Junte todas as linhas dos dados que contêm a palavra "road", levando em conta a diferença entre maiúsculas e minúsculas.

▼

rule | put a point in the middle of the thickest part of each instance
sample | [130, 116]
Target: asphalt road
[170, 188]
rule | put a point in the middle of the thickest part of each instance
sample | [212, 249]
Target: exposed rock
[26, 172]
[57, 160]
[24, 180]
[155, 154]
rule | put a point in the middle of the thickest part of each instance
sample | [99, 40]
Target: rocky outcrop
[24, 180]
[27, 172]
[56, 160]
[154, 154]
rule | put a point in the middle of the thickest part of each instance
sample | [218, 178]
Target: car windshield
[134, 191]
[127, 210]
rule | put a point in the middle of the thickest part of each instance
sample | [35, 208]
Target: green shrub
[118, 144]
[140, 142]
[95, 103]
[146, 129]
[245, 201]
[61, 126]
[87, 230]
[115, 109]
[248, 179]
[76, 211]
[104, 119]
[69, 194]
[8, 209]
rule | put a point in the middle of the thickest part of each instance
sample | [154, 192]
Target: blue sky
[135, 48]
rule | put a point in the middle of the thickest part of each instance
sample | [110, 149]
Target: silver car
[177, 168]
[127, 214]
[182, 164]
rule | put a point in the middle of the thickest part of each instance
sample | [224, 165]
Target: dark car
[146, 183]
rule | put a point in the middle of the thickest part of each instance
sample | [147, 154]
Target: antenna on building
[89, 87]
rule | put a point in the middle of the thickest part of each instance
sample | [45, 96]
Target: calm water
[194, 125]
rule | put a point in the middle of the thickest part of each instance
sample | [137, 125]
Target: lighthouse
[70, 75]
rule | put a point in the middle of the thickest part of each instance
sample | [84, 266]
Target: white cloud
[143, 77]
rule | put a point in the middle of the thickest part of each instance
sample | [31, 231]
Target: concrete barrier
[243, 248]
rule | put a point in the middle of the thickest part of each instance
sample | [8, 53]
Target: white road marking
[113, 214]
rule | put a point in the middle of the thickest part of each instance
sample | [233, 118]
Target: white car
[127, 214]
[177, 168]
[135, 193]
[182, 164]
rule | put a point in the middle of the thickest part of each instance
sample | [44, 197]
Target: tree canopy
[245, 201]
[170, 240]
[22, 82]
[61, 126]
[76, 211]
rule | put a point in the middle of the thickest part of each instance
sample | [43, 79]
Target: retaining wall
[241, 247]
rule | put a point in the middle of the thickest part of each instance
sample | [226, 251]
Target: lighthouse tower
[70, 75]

▲

**SOLUÇÃO:**
Target: asphalt road
Target: white road marking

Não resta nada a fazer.